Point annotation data
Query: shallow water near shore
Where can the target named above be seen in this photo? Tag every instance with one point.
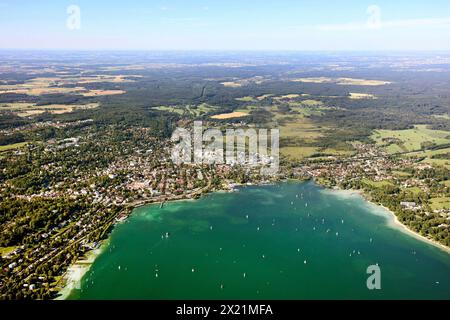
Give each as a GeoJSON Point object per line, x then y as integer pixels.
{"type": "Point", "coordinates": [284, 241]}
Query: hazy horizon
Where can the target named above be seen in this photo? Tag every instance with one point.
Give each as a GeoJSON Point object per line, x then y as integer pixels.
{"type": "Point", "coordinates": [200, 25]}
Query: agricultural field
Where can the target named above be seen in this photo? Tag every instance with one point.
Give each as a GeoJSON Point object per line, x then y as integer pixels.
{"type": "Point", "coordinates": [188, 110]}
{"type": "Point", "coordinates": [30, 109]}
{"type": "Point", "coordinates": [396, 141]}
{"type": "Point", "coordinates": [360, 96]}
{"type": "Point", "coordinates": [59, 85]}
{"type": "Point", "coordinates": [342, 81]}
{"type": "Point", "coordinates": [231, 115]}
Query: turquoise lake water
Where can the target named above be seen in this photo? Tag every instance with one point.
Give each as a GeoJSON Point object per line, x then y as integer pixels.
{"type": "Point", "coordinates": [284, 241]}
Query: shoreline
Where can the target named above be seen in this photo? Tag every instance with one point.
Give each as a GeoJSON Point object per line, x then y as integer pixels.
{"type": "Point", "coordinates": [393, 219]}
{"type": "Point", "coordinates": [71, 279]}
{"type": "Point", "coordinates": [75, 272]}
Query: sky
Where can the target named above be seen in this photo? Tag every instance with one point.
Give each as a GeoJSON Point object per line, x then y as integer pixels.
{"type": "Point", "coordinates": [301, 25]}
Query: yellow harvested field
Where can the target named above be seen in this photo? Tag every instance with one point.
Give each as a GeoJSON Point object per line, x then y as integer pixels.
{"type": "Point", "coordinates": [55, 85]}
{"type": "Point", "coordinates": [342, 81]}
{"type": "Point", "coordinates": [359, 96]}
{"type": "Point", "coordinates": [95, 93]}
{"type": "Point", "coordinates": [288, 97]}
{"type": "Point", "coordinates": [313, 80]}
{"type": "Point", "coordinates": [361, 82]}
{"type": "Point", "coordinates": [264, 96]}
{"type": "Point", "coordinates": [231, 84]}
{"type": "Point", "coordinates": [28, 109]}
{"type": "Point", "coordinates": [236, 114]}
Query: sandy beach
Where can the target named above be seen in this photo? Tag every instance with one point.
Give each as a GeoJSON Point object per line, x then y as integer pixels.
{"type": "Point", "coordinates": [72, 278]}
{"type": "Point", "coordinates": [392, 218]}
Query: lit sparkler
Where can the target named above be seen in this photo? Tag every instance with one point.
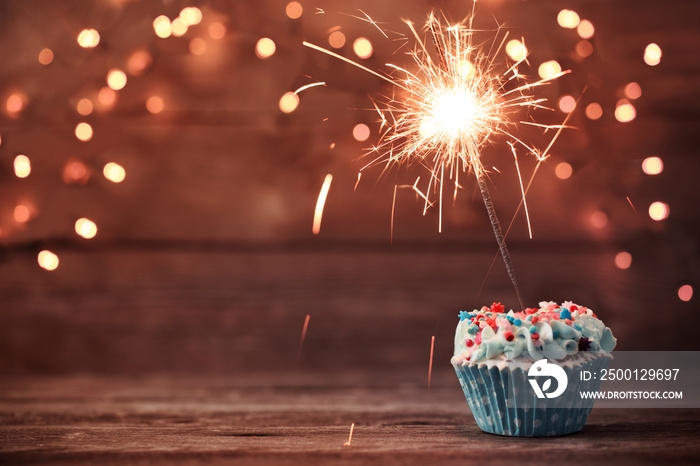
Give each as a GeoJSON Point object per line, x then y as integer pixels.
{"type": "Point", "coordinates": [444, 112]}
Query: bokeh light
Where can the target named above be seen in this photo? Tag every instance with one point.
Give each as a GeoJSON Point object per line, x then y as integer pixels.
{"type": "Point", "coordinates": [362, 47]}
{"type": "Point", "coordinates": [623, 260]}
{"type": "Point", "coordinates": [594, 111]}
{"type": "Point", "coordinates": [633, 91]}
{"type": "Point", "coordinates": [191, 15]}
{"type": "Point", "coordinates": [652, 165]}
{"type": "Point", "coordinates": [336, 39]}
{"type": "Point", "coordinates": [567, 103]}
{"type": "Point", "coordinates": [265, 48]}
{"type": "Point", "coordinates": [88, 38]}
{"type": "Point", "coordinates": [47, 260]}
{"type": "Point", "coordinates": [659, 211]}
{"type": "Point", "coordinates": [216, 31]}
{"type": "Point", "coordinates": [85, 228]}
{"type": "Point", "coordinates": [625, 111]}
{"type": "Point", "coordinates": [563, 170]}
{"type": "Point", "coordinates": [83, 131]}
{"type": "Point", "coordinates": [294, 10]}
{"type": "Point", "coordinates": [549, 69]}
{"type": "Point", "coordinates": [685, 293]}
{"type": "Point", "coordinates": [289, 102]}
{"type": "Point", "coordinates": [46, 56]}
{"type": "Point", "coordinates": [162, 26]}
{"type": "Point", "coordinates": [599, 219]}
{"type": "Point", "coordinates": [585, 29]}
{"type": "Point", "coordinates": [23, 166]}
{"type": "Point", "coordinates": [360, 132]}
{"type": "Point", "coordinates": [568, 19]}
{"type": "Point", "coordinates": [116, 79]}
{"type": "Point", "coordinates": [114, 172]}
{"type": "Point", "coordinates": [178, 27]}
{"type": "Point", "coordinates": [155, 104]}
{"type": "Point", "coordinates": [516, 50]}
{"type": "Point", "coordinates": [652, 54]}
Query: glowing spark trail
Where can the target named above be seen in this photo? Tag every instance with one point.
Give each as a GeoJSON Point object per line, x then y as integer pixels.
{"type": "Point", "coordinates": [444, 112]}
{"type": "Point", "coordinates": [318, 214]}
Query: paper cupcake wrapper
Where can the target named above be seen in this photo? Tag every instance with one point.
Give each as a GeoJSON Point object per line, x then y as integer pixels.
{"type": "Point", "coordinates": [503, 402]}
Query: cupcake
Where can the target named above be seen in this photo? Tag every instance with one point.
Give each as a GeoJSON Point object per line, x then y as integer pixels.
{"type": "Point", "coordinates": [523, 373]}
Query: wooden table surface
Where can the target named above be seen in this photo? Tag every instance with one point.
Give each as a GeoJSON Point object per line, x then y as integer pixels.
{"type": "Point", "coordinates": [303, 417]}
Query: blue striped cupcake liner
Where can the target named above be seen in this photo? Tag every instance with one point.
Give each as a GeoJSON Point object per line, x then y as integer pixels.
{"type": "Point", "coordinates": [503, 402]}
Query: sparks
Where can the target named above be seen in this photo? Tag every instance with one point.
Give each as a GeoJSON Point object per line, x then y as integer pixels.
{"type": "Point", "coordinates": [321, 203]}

▶ Written request
Copy every one of the lines above word for word, omitting the pictures.

▶ Full answer
Query: shallow water near shore
Where can the target named above be seen in this photo? Tag every instance with one point.
Give each as a GeoJSON Point object per line, x then y as integer pixels.
{"type": "Point", "coordinates": [284, 241]}
Query: hazy horizon
Where can the target named above be seen in this photo? Tag every instance with one point.
Give each as a GeoJSON Point object per line, x then y as integer pixels.
{"type": "Point", "coordinates": [200, 25]}
Query: agricultural field
Where can the target named above be seen in this photo? Tag every instance with one point.
Give each as a GeoJSON Point object per line, x then y as integer pixels.
{"type": "Point", "coordinates": [188, 110]}
{"type": "Point", "coordinates": [30, 109]}
{"type": "Point", "coordinates": [396, 141]}
{"type": "Point", "coordinates": [360, 96]}
{"type": "Point", "coordinates": [59, 85]}
{"type": "Point", "coordinates": [342, 81]}
{"type": "Point", "coordinates": [231, 115]}
Query: turquoise lake water
Where can the target named above be seen in this photo? Tag every instance with one point.
Give each as a GeoJSON Point object per line, x then y as integer pixels.
{"type": "Point", "coordinates": [284, 241]}
Query: shoreline
Where can the target named above be seen in this photo? Tag every instance with one point.
Give each as a GeoJSON Point object per line, x then y as integer pixels.
{"type": "Point", "coordinates": [393, 219]}
{"type": "Point", "coordinates": [71, 279]}
{"type": "Point", "coordinates": [75, 272]}
Query: sky
Where can the target named above be seen in this photo? Tag every instance with one point.
Give each as a GeoJSON Point object per line, x then y as integer pixels.
{"type": "Point", "coordinates": [301, 25]}
Query: yellow harvested field
Where can the target named above be seen in this photo? Tag every instance with one point.
Give each as a GeoJSON Point object per line, x then y as integer pixels.
{"type": "Point", "coordinates": [55, 85]}
{"type": "Point", "coordinates": [342, 81]}
{"type": "Point", "coordinates": [359, 96]}
{"type": "Point", "coordinates": [95, 93]}
{"type": "Point", "coordinates": [288, 97]}
{"type": "Point", "coordinates": [313, 80]}
{"type": "Point", "coordinates": [361, 82]}
{"type": "Point", "coordinates": [264, 96]}
{"type": "Point", "coordinates": [231, 84]}
{"type": "Point", "coordinates": [28, 109]}
{"type": "Point", "coordinates": [236, 114]}
Query: sandy beach
Where can the target named above be seen in this photo? Tag every instance with one point.
Give each as a GeoJSON Point object per line, x then y as integer pixels.
{"type": "Point", "coordinates": [72, 278]}
{"type": "Point", "coordinates": [392, 218]}
Query: lit sparkler
Where can the target named above be seen in this photo? Tag every instance with one point.
Give each as a GeoJSON Point object per line, x then y as integer pixels.
{"type": "Point", "coordinates": [444, 112]}
Query: bokeh light
Where can the target named above be seen in this photo? Tag every instance with one point.
Give each as a GeoJSON Point object per line, x then y as integer pixels.
{"type": "Point", "coordinates": [362, 47]}
{"type": "Point", "coordinates": [623, 260]}
{"type": "Point", "coordinates": [594, 111]}
{"type": "Point", "coordinates": [633, 91]}
{"type": "Point", "coordinates": [191, 15]}
{"type": "Point", "coordinates": [652, 165]}
{"type": "Point", "coordinates": [336, 39]}
{"type": "Point", "coordinates": [567, 103]}
{"type": "Point", "coordinates": [265, 48]}
{"type": "Point", "coordinates": [88, 38]}
{"type": "Point", "coordinates": [47, 260]}
{"type": "Point", "coordinates": [659, 211]}
{"type": "Point", "coordinates": [216, 31]}
{"type": "Point", "coordinates": [85, 228]}
{"type": "Point", "coordinates": [625, 111]}
{"type": "Point", "coordinates": [563, 170]}
{"type": "Point", "coordinates": [83, 131]}
{"type": "Point", "coordinates": [294, 10]}
{"type": "Point", "coordinates": [549, 69]}
{"type": "Point", "coordinates": [685, 293]}
{"type": "Point", "coordinates": [289, 102]}
{"type": "Point", "coordinates": [46, 56]}
{"type": "Point", "coordinates": [162, 26]}
{"type": "Point", "coordinates": [599, 219]}
{"type": "Point", "coordinates": [585, 29]}
{"type": "Point", "coordinates": [23, 166]}
{"type": "Point", "coordinates": [360, 132]}
{"type": "Point", "coordinates": [568, 19]}
{"type": "Point", "coordinates": [116, 79]}
{"type": "Point", "coordinates": [114, 172]}
{"type": "Point", "coordinates": [178, 27]}
{"type": "Point", "coordinates": [155, 104]}
{"type": "Point", "coordinates": [516, 50]}
{"type": "Point", "coordinates": [652, 54]}
Query: glowing spark trail
Where can the target named above be seen in this photo? Tag every instance with one point.
Give each as a GeoJSON Point object per line, x then y as integer pixels.
{"type": "Point", "coordinates": [444, 112]}
{"type": "Point", "coordinates": [318, 214]}
Query: paper cupcake wrapper
Where can the target named above be seen in this photo? Tag every instance with one point.
Give each as a GeoJSON Point object per line, x then y as integer pixels.
{"type": "Point", "coordinates": [503, 402]}
Query: cupcake
Where can the target named above be seen in this photo? Tag every instance with one point.
Give each as a GeoJSON Point object per line, x then y as integer pixels.
{"type": "Point", "coordinates": [523, 373]}
Query: wooden table surface
Where can the target named above be seen in this photo? Tag every instance with one point.
Give each as a GeoJSON Point object per line, x then y as integer pixels.
{"type": "Point", "coordinates": [303, 417]}
Query: blue striped cupcake liner
Where can the target named above be seen in this photo? Tag every instance with one point.
Give each as a GeoJSON Point object per line, x then y as integer pixels.
{"type": "Point", "coordinates": [503, 402]}
Query: sparks
Where can the target named above be seen in this photo? Tag every instance with one point.
Give each as a GeoJSON Point object per line, x then y as integer pixels.
{"type": "Point", "coordinates": [321, 203]}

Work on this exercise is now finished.